[Activity]: Hand back the entries below exactly.

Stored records
►
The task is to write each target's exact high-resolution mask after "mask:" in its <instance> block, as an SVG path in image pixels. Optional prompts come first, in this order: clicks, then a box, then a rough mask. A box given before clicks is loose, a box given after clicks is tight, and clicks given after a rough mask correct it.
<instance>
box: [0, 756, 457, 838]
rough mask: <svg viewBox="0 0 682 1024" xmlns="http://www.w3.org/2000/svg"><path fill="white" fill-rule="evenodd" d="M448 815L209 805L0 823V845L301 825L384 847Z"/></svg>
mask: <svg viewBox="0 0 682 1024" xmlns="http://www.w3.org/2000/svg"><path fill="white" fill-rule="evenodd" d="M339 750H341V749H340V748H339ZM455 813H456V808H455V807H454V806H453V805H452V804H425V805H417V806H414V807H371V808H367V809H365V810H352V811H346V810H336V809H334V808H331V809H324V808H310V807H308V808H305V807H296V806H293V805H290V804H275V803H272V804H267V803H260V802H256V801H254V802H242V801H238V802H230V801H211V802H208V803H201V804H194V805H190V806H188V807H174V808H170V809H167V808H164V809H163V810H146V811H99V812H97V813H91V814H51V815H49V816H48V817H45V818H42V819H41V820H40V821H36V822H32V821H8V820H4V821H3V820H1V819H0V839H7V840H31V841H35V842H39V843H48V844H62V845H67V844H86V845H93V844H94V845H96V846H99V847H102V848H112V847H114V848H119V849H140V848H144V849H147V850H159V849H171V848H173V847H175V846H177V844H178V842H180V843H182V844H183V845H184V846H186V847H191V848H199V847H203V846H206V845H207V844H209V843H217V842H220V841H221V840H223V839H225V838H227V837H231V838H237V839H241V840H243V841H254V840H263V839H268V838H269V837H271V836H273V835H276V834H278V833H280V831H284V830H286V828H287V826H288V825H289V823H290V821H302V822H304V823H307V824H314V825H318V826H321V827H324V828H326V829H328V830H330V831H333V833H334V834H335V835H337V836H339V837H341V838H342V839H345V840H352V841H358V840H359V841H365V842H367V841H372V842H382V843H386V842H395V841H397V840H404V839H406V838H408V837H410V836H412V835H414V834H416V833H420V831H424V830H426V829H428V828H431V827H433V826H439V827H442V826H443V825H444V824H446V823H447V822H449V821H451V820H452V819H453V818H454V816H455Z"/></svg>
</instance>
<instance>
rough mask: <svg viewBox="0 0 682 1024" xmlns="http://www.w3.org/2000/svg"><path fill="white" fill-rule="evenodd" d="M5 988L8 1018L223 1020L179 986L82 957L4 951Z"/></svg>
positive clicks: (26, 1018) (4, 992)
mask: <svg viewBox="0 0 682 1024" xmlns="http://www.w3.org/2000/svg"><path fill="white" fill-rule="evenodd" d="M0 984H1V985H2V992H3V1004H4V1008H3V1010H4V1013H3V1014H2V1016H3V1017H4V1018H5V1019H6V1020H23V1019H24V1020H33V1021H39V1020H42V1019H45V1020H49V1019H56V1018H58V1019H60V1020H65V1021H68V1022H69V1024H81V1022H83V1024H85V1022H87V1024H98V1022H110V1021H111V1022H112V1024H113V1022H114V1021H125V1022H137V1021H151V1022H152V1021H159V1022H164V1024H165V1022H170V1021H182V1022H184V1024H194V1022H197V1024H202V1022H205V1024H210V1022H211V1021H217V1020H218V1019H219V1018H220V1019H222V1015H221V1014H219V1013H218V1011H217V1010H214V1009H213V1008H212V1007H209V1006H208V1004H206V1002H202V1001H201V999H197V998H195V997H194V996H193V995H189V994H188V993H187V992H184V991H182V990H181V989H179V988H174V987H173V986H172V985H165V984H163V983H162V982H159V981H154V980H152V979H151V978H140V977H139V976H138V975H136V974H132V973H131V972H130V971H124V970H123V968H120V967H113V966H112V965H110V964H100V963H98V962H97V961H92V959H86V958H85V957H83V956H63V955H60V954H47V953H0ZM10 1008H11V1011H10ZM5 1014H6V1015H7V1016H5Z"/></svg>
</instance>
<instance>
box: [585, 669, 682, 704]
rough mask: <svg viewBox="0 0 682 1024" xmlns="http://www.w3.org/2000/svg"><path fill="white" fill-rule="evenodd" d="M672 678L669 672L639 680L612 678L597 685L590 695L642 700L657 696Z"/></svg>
◄
[Solution to this problem]:
The task is to write each target's exact high-resolution mask after "mask:" in its <instance> block, as an SVG path in image pixels. Optional prompts come first, in this order: clicks, then a box, then a rough mask. A box given before clicks is loose, a box given after clicks is tight, and clicks given after a rough mask correct it.
<instance>
box: [0, 756, 457, 838]
rough mask: <svg viewBox="0 0 682 1024" xmlns="http://www.w3.org/2000/svg"><path fill="white" fill-rule="evenodd" d="M448 815L209 805L0 823V845L301 825L384 847Z"/></svg>
mask: <svg viewBox="0 0 682 1024" xmlns="http://www.w3.org/2000/svg"><path fill="white" fill-rule="evenodd" d="M339 750H341V749H340V748H339ZM455 813H456V808H455V807H454V806H453V805H452V804H425V805H417V806H414V807H371V808H367V809H365V810H352V811H346V810H336V809H334V808H331V809H324V808H310V807H308V808H305V807H296V806H293V805H290V804H275V803H272V804H267V803H260V802H256V801H254V802H242V801H238V802H230V801H211V802H208V803H201V804H194V805H190V806H188V807H174V808H170V809H167V808H164V809H163V810H146V811H99V812H97V813H91V814H51V815H49V816H48V817H45V818H42V819H41V820H40V821H36V822H32V821H8V820H4V821H3V820H1V819H0V839H7V840H31V841H35V842H39V843H48V844H62V845H67V844H86V845H93V844H94V845H96V846H99V847H102V848H112V847H114V848H119V849H140V848H144V849H147V850H159V849H171V848H173V847H175V846H177V844H178V842H180V843H182V844H183V845H184V846H186V847H191V848H199V847H203V846H206V845H207V844H209V843H217V842H220V841H221V840H223V839H225V838H227V837H231V838H237V839H241V840H243V841H254V840H263V839H268V838H269V837H271V836H273V835H276V834H278V833H280V831H284V830H286V828H287V826H288V825H289V823H290V821H302V822H304V823H307V824H314V825H318V826H321V827H324V828H326V829H328V830H330V831H333V833H334V834H335V835H337V836H339V837H341V838H342V839H345V840H352V841H358V840H359V841H365V842H367V841H372V842H382V843H386V842H395V841H397V840H404V839H406V838H408V837H410V836H412V835H414V834H416V833H420V831H424V830H426V829H428V828H431V827H433V826H439V827H442V826H443V825H444V824H446V823H447V822H449V821H451V820H452V819H453V818H454V816H455Z"/></svg>
</instance>
<instance>
rough mask: <svg viewBox="0 0 682 1024" xmlns="http://www.w3.org/2000/svg"><path fill="white" fill-rule="evenodd" d="M5 988L8 1018L223 1020L179 986L82 957L4 951Z"/></svg>
positive clicks: (26, 1018) (4, 992)
mask: <svg viewBox="0 0 682 1024" xmlns="http://www.w3.org/2000/svg"><path fill="white" fill-rule="evenodd" d="M0 984H1V985H2V992H3V1004H4V1008H3V1010H4V1013H3V1014H2V1016H3V1017H4V1018H5V1019H6V1020H23V1019H24V1020H33V1021H39V1020H42V1019H45V1020H49V1019H56V1018H58V1019H60V1020H65V1021H68V1022H69V1024H81V1022H83V1024H85V1022H87V1024H98V1022H110V1021H111V1022H112V1024H113V1022H114V1021H125V1022H137V1021H151V1022H152V1021H159V1022H164V1024H165V1022H170V1021H182V1022H184V1024H194V1022H197V1024H202V1022H205V1024H210V1022H211V1021H217V1020H218V1019H219V1018H220V1019H222V1015H221V1014H219V1013H218V1011H217V1010H214V1009H213V1008H212V1007H209V1006H208V1004H206V1002H202V1001H201V999H197V998H195V997H194V996H193V995H189V994H188V993H187V992H184V991H182V990H181V989H179V988H174V987H173V986H172V985H165V984H163V983H162V982H159V981H154V980H152V979H151V978H140V977H139V976H138V975H136V974H132V973H131V972H130V971H124V970H123V968H120V967H113V966H112V965H110V964H100V963H98V962H97V961H92V959H86V958H85V957H83V956H63V955H60V954H47V953H0ZM10 1008H11V1011H10ZM5 1014H6V1015H7V1016H5Z"/></svg>
</instance>
<instance>
box: [585, 669, 682, 704]
rough mask: <svg viewBox="0 0 682 1024" xmlns="http://www.w3.org/2000/svg"><path fill="white" fill-rule="evenodd" d="M672 678L669 672L639 680L612 678L597 685L590 695L642 700L657 696Z"/></svg>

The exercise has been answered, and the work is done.